Please transcribe the passage of the news article about the Toledo police dispatcher from "The man, Wayne" to "acute cocaine-induced psychosis.", copying it word for word.

#### Study text

The most senior Toledo police officer is scheduled for a disciplinary hearing next week after he was charged administratively for not immediately sending crews to two incidents, one which involved a man who later died after taking cocaine.
Officer James Ogle, 61, a dispatcher in the communications section, is charged by the department's internal affairs section with violating the department manual. He faces administrative charges of inattention or carelessness in performance of duty and habitual violation.
He allegedly did not immediately dispatch or make a general broadcast of a call July 17 to 2255 Eastgate Rd. in which a man reportedly was screaming for help. Officers were not dispatched for 20 minutes and 48 seconds although a police unit was in service when Officer Ogle selected the call, according to the charges.
The man, Wayne Shepler, 40, of 2254 Eastgate, lost consciousness while four police officers tried to calm him down at his home. He later died in St. Luke's Hospital. The Lucas County coroner's office ruled the death accidental due to acute cocaine-induced psychosis.
The same night, Officer Ogle allegedly didn't immediately send a crew or make a general broadcast of a domestic argument call in West Toledo. He sent officers to the domestic incident 43 minutes after the initial call, which came in after he dispatched officers to the Eastgate address.
Gregg Harris, president of the Toledo Police Patrolman's Association, declined comment yesterday.
Both calls were classified priority 2, meaning officers should respond as fast as possible but obey laws and speed limits. Such calls include domestic violence incidents and fights. According to guidelines used by dispatchers, officers should be sent immediately to priority 2 calls. If no one is available, a general broadcast of the incident should be made to all district crews in case someone can respond.
Communications Lt. David Wells declined comment on the investigation, but said in general, calls often are delayed because it is a busy time or there are no officers to send.
In March, 2000, Officer Ogle was awarded Badge No. 1, which is given to the active officer with the most seniority. He started with the department Jan. 13, 1967. The habitual violation charge was given because Officer Ogle's active disciplinary record contains four sustained violations, similar to the inattention charge, between June, 2000, and Jan. 13 of this year.
This is the second time an officer with Badge No. 1 has been involved in a disciplinary action. In 1999, O.J. McLaughlin, a 34-year police veteran, resigned for allegedly improperly transferring to new owners vehicles that should have been sold at public auction.
He worked in the department's records section and was in charge of identifying junk, abandoned, and stolen vehicles.

########
#### Data to examine

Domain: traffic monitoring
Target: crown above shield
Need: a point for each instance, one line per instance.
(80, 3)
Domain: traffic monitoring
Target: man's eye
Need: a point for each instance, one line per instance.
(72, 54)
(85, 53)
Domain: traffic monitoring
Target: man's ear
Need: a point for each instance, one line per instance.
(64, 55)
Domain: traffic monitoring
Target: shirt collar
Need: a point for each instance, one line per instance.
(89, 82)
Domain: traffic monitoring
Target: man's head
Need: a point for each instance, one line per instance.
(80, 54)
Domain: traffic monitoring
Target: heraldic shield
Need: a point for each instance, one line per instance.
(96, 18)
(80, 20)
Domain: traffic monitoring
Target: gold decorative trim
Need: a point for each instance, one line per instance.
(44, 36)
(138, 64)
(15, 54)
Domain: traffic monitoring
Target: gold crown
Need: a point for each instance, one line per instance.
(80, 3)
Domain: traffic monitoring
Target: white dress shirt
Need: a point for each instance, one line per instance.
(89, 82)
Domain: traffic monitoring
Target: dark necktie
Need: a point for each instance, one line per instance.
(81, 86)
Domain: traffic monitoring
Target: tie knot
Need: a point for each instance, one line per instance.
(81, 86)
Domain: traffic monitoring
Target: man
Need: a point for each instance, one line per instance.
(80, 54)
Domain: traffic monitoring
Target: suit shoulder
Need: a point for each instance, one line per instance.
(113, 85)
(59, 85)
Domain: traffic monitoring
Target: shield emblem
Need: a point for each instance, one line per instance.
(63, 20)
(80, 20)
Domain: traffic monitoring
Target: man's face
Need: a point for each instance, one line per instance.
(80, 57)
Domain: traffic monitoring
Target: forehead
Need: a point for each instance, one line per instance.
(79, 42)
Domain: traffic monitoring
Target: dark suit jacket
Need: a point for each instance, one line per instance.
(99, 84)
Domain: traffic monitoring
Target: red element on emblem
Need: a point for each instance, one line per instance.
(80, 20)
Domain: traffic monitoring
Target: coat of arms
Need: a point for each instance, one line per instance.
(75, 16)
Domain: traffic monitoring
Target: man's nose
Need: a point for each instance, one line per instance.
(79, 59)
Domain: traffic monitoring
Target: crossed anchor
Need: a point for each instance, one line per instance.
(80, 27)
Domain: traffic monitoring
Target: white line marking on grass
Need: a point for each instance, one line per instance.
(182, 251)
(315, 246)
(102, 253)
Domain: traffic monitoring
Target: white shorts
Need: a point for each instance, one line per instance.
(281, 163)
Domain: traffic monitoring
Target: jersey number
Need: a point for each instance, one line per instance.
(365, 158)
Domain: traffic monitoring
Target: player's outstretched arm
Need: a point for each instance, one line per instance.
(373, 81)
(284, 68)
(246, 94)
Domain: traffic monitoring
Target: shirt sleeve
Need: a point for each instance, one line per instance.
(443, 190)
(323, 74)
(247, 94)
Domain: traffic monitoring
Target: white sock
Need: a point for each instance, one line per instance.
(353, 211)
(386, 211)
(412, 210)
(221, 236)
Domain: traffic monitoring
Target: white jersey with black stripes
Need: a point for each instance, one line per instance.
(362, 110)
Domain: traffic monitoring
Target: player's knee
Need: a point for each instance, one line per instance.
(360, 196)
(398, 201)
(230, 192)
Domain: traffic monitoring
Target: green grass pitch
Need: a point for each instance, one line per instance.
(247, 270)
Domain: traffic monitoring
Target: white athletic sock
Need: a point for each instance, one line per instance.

########

Solved exercise:
The man, Wayne Shepler, 40, of 2254 Eastgate, lost consciousness while four police officers tried to calm him down at his home. He later died in St. Luke's Hospital. The Lucas County coroner's office ruled the death accidental due to acute cocaine-induced psychosis.